**Exercise:** Up to and including the line with "Target: kitchen sink", return every line from the start of the entries below exactly.

**Provided entries:**
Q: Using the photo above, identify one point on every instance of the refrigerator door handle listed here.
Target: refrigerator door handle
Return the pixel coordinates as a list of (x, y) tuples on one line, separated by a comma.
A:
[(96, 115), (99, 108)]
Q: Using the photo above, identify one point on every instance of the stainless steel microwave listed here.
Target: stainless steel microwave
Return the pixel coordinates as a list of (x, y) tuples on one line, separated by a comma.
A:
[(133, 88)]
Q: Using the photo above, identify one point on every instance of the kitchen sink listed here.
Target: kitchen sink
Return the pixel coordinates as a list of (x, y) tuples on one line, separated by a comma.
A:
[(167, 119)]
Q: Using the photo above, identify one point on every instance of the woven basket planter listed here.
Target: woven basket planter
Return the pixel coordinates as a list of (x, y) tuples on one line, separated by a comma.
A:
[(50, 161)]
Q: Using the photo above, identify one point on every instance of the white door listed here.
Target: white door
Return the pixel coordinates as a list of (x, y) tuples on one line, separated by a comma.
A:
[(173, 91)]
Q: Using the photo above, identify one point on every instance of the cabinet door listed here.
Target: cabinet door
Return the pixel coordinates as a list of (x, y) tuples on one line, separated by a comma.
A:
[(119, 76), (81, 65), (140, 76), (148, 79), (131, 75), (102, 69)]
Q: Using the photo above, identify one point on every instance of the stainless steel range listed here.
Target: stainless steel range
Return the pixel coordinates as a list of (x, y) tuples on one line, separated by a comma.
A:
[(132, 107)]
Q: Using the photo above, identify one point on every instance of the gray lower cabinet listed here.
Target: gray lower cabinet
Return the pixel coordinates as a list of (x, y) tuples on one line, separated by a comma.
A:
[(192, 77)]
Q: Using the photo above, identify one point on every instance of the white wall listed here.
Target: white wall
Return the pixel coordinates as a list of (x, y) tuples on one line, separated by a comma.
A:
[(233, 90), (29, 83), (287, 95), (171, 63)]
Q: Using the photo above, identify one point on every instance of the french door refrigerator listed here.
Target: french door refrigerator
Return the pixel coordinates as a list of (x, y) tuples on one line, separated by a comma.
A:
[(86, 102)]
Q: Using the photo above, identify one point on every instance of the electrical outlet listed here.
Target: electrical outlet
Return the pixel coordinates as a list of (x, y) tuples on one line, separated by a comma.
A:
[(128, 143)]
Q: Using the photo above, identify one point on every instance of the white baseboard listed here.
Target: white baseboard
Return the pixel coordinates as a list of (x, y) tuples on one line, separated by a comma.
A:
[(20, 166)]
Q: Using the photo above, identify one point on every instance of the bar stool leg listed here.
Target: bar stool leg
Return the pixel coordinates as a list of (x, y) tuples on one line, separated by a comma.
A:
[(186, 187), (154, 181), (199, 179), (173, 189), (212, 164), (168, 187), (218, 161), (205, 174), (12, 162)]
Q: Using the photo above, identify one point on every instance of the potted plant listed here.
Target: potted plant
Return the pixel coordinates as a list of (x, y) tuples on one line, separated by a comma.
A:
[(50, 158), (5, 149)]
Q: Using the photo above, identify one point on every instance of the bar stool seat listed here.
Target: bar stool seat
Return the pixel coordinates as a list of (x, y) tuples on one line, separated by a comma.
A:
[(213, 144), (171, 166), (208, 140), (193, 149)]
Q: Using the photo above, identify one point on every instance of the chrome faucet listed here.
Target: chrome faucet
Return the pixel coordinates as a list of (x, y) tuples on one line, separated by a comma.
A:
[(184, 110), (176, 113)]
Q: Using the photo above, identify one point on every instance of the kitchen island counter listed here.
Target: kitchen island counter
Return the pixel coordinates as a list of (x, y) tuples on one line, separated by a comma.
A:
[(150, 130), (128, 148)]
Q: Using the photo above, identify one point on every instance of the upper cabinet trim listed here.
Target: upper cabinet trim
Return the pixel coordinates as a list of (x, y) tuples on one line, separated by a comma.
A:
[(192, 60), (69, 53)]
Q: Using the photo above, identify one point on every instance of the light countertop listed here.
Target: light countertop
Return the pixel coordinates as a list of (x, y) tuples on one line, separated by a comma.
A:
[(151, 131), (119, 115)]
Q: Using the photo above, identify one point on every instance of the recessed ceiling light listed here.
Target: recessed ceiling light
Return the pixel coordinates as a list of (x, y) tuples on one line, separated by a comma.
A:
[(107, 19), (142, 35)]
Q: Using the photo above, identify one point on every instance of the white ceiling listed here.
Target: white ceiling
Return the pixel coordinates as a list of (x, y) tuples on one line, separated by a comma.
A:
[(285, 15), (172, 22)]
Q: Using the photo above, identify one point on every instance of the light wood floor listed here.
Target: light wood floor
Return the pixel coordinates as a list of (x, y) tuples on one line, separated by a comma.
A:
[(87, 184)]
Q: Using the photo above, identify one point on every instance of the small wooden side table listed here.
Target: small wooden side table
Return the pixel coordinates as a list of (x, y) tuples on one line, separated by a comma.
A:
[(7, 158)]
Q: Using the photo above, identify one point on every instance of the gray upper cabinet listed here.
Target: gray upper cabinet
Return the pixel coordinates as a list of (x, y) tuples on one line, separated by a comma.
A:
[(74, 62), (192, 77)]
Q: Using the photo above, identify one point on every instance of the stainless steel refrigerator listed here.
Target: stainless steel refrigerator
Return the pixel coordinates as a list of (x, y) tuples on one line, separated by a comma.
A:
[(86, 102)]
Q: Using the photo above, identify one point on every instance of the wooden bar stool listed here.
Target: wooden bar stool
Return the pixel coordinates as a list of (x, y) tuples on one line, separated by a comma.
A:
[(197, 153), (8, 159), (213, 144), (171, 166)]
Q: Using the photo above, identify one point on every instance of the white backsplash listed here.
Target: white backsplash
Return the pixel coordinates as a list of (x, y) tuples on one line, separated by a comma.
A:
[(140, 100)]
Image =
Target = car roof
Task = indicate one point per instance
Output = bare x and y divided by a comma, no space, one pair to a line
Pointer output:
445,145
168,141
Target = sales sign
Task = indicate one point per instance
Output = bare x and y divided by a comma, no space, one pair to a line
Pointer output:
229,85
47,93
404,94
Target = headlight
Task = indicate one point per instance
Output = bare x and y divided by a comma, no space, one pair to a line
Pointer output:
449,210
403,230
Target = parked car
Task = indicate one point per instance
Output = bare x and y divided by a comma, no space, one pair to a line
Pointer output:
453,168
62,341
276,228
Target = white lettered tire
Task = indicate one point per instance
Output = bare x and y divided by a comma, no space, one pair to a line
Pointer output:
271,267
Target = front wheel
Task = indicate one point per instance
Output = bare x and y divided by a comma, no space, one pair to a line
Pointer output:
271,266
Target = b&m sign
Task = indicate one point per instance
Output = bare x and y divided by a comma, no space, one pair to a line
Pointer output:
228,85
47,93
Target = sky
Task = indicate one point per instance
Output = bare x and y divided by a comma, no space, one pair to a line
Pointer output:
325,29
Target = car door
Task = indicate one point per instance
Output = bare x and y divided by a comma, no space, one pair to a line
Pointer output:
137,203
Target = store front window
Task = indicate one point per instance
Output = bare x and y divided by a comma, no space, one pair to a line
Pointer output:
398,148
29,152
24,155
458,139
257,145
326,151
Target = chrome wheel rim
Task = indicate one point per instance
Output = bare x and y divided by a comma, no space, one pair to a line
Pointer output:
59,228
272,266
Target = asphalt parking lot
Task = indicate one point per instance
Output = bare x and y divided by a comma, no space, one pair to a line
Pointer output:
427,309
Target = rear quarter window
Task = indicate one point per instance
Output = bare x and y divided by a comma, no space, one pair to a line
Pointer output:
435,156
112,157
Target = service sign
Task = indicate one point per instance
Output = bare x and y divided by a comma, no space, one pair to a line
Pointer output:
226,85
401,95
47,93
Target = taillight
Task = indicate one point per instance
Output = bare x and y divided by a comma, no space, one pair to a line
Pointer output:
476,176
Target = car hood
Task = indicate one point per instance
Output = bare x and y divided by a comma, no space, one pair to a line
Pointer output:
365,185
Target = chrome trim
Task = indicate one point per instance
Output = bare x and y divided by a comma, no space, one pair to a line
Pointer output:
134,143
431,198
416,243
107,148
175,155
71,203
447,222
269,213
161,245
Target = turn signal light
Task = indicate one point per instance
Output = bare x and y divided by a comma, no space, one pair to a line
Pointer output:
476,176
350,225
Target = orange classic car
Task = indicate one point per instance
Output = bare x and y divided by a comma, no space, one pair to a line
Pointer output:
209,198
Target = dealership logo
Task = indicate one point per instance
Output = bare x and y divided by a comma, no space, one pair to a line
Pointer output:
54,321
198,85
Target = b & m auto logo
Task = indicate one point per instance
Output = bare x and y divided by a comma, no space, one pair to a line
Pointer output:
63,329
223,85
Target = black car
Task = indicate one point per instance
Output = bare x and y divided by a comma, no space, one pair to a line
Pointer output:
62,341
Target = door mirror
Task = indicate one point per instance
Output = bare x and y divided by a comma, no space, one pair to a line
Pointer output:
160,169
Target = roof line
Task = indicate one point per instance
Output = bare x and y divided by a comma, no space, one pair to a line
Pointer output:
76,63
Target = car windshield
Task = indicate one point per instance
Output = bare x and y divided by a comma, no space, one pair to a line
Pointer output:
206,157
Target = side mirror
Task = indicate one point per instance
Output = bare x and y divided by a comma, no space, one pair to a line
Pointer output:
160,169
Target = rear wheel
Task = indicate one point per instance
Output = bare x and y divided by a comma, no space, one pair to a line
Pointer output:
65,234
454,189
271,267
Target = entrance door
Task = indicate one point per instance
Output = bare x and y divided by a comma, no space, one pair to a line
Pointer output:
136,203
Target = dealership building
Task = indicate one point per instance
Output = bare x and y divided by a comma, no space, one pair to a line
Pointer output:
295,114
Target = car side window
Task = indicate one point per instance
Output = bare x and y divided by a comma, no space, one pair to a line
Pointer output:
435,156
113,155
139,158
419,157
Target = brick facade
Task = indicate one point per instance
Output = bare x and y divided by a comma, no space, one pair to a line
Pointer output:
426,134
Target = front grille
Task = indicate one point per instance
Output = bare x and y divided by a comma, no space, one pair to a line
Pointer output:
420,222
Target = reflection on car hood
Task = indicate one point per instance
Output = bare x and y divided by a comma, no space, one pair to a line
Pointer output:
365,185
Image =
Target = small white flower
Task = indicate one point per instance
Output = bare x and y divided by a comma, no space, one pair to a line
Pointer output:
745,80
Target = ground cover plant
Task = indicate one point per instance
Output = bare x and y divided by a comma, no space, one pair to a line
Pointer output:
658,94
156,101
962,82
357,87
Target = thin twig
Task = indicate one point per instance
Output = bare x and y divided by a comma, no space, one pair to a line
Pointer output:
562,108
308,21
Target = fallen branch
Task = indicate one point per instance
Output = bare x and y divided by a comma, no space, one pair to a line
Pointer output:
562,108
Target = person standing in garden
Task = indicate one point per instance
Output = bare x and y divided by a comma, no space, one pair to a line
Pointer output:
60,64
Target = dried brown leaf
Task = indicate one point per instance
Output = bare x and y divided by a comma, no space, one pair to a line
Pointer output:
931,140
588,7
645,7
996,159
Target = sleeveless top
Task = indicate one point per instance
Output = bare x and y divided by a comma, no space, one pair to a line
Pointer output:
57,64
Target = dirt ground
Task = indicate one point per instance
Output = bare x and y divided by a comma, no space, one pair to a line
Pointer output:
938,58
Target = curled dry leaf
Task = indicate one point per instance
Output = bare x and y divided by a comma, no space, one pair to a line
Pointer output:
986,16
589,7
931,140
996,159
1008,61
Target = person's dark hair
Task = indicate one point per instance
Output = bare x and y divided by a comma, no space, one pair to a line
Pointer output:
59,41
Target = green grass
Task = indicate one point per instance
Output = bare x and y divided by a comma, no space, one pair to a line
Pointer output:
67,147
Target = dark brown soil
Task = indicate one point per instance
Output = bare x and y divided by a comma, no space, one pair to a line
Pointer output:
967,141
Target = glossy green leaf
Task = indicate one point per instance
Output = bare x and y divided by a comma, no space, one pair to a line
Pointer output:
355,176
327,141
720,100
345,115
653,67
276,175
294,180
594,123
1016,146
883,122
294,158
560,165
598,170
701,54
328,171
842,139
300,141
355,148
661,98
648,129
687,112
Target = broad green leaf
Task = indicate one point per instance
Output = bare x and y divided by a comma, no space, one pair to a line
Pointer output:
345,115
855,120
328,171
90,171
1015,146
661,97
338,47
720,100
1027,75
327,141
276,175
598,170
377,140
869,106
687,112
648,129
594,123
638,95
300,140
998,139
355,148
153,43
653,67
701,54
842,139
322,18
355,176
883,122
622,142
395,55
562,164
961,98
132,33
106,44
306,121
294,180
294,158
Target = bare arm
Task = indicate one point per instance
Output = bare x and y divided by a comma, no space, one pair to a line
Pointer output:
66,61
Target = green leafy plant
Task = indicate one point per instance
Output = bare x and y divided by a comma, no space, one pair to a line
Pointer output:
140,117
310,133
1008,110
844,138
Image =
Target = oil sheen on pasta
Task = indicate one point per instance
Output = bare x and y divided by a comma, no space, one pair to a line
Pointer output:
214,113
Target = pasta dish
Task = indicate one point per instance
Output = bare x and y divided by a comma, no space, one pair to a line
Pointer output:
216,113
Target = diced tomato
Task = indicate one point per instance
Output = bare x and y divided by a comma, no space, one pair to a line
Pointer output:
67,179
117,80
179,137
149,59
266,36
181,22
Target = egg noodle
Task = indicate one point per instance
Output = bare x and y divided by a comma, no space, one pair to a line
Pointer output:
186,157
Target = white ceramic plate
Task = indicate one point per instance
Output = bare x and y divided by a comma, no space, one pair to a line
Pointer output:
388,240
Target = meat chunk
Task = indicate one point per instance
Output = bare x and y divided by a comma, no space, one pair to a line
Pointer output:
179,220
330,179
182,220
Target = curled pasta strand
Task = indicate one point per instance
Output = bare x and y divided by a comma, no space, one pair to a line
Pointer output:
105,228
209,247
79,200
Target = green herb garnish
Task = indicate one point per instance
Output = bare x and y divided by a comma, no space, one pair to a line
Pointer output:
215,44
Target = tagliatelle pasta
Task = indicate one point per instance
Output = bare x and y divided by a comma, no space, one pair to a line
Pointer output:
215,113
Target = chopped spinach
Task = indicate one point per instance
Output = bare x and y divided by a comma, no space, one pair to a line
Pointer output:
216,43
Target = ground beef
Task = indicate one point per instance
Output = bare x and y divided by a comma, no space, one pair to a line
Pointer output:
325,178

**Finished exercise:**
Q: Using the photo above, identify one point on every instance of the refrigerator door handle listed here.
Target: refrigerator door handle
Return the pixel coordinates as a list of (x, y) tuples on one line, separated by a comma.
A:
[(96, 115), (99, 108)]
Q: Using the photo above, identify one point on every instance of the stainless steel microwave listed here.
Target: stainless steel microwave
Return the pixel coordinates as a list of (x, y) tuples on one line, separated by a comma.
A:
[(133, 88)]
Q: Using the photo above, identify one point on every instance of the kitchen sink listed here.
Target: kitchen sink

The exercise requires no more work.